[Coordinate labeling data]
◇ ◇ ◇ ◇ ◇ ◇ ◇

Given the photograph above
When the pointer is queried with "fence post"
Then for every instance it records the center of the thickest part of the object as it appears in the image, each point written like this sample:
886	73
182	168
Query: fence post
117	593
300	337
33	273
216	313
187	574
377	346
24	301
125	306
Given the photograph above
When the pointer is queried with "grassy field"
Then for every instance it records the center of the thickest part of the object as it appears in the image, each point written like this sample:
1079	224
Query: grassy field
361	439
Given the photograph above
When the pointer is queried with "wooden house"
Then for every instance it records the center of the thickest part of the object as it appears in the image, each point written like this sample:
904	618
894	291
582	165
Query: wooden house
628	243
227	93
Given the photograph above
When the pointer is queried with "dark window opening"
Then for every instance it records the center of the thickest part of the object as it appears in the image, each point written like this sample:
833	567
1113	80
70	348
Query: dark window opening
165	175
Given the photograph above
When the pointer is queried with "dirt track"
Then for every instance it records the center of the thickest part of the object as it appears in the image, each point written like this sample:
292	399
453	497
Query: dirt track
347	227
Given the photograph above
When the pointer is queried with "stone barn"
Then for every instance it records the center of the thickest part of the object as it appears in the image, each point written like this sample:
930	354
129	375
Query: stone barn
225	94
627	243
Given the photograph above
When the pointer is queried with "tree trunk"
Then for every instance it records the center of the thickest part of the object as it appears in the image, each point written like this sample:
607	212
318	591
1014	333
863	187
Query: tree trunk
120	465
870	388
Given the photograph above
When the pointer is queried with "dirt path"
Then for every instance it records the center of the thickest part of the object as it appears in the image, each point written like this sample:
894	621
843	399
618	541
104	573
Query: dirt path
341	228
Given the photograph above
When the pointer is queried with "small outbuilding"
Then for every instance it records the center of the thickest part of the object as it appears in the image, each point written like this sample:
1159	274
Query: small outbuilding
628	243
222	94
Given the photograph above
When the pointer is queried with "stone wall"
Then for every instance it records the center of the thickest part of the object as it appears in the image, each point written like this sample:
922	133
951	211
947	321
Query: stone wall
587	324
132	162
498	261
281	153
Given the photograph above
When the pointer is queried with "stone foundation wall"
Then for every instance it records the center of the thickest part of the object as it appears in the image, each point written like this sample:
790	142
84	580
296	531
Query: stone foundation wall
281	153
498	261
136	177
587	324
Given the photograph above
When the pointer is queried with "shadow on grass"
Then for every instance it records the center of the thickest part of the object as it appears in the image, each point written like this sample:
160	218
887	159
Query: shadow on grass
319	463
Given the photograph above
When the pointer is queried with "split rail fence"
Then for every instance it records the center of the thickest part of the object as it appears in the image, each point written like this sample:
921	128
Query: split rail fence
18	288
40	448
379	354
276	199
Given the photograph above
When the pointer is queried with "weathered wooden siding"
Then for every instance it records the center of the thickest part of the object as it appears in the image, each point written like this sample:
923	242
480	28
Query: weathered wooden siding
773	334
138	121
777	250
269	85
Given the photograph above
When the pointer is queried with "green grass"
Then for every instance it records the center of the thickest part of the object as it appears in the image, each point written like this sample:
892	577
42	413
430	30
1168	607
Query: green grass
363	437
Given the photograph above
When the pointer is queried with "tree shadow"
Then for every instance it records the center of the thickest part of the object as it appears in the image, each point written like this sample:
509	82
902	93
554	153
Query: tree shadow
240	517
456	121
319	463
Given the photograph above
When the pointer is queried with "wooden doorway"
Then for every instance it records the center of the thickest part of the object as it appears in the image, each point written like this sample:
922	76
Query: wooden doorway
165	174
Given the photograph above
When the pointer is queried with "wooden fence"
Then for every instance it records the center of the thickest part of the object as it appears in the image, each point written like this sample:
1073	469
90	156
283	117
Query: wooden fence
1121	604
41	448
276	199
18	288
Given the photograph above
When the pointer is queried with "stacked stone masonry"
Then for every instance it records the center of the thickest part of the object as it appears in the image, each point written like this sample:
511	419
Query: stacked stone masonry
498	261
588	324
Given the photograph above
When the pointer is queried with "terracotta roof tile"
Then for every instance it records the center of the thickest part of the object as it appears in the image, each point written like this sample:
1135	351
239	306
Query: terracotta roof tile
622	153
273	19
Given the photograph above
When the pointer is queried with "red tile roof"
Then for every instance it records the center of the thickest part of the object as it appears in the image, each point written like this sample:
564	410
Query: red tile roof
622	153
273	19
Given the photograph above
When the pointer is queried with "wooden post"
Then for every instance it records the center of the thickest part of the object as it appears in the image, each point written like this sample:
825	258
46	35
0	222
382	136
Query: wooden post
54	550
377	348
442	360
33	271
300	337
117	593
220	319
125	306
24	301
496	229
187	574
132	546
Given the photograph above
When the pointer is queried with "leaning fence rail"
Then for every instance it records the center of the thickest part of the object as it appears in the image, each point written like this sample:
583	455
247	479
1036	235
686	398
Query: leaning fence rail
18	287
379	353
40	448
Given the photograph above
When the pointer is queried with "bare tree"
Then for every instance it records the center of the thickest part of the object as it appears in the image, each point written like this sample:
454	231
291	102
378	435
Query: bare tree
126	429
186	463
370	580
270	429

◇ ◇ ◇ ◇ ◇ ◇ ◇

Identify every line in the data above that contains the word "doorway", and copy each such line. Count a match only when the letter case is the same.

WORKED ANSWER:
When the pointer is queried with "wooden doorway"
Query: wooden doorway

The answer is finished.